====== EXTRACT TO READ

              September 19th, 2014 as I was on my way to pay my probation off, I was scrolling Facebook only to see a friend of mine had passed away. I had to find out because I know good and damn well my homie didn’t die, nah not him. I made a phone call only to have his death confirmed by, “Bitch you didn’t know he had AIDS?” Nah, he ain’t look like it… that hurt. Bad.

              As I looked at my black friend in his white casket my mind was racing. “How could he not tell me? How can he die from AIDS when if you take your meds, you can live?” I kept having this conversation in the middle of his service. I was a mess, but I vowed from that day, no one will die from complications of AIDS ever again if I have anything to do with it. Over my dead fucking body, literally.

              After finding a team of people who would work with my dollar and a dream, we brought my idea of a PSA together. Late nights, early mornings, overdrawn bank accounts, missing work, editing for hours, and going crazy I released a video via Facebook on December 19th, 2014 disclosing my status letting the world know, “I have HIV, HIV DOES NOT HAVE ME.” From there, my life skyrocketed and my dreams from childhood began to come to life.

              I’ve traveled the country, wrote two books, dropped a mixtape, gained a following, landed a job at the third largest AIDS Service Organization in the USA, attended conferences where people with the fucking alphabet behind their name gave me props, I met fellow advocates, won awards and basically took off. But what was more important was people from my own hood telling me that they were inspired, people from around my way were asking me where to get tested, people from my side of the tracks felt comfortable enough to disclose their status to me. I was in awe that HIV was so prevalent in my own circle but wasn’t talked about until it was time to demean someone we THOUGHT ‘had that shit’. I was completely blown away.
============
====== RECORD SET
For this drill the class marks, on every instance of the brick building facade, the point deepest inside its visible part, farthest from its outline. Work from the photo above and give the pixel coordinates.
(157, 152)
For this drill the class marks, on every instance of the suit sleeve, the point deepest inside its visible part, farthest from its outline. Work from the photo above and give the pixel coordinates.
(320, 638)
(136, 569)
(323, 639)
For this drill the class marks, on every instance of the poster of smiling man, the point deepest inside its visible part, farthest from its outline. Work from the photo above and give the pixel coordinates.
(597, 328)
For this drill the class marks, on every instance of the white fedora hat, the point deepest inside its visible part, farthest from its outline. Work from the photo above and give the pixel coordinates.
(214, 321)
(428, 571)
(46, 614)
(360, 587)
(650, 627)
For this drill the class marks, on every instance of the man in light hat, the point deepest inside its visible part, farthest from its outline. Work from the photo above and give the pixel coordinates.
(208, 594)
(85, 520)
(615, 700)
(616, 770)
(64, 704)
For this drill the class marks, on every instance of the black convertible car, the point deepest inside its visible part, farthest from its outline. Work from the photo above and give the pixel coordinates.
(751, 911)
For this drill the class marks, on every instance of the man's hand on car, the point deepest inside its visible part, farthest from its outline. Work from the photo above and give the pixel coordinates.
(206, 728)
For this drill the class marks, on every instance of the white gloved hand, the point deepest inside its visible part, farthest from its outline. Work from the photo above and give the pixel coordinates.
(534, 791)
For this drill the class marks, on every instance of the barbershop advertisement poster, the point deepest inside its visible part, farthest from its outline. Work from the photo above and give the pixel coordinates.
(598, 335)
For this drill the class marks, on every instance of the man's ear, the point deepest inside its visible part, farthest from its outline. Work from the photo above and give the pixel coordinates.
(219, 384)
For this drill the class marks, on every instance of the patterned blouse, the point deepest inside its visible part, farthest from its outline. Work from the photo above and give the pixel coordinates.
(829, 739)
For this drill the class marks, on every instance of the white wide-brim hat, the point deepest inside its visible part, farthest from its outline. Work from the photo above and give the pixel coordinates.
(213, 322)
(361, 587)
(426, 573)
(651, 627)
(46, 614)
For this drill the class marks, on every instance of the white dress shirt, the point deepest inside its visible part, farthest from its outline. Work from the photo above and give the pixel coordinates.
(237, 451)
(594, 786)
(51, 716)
============
# QUESTIONS
A. In the essay about living with HIV, on what date was the Facebook video disclosing the writer's status released?
B. Please continue the essay about living with HIV from its last sentence.
The records aren't needed.

# ANSWERS TO THE TASKS
A. December 19th, 2014.

B.
              Through all my accomplishments, accolades, and recognition I still buried two more back men because of complications of AIDS. I watched a friend suffer till his last breath sleeping on that uncomfortable couch in the corner as nurses picked and poked at him. I had to cut up his food, assist him to the bathroom, and just hold his hand. He died two days after Christmas in a hospital because of complications of AIDS, in 2016. 11 months later, I got another call telling me a childhood friend mine passed away for the same reason. “What the fuck else do I have to do?!?! They knew my status and were so supportive of my movement, how could this happen?!?!” I was lost and felt as if my work wasn’t hitting home.

              6 years being HIV positive has truly been a roller coaster. I have seen oppression personified through decision making of white men that care about money more than the people living with the virus. I have seen people go from almost death to a full life ahead of them. I have seen death of AIDS face to face. I am HIV positive. As easy as it is regularly, sometimes I get sick of being reminded every day, at the same time, I fucked up, that I didn’t care enough about myself to make sure ol boy wore a condom so there was no need for him to care enough to tell me his status… but did he even know his status? Who knows.

              These past 6 years have taught me so much about myself and my role as an advocate, writer, performer, friend, family member, and just a human being on this earth. I pride myself every day on how to not only live better for myself but to help other people living with HIV live their best and healthiest life. I also want people who are negative to stay negative but not be afraid of people living with HIV. It’s the stigma that is killing people faster than the virus. It is the stigma that keeps people from even wanting to know. These past 6 years have shown my strengths, weaknesses, talents, mishaps, life lessons, real friends, and what true support is. I can only hope in my lifetime to see an AIDS free generation and until I do, I will die behind it.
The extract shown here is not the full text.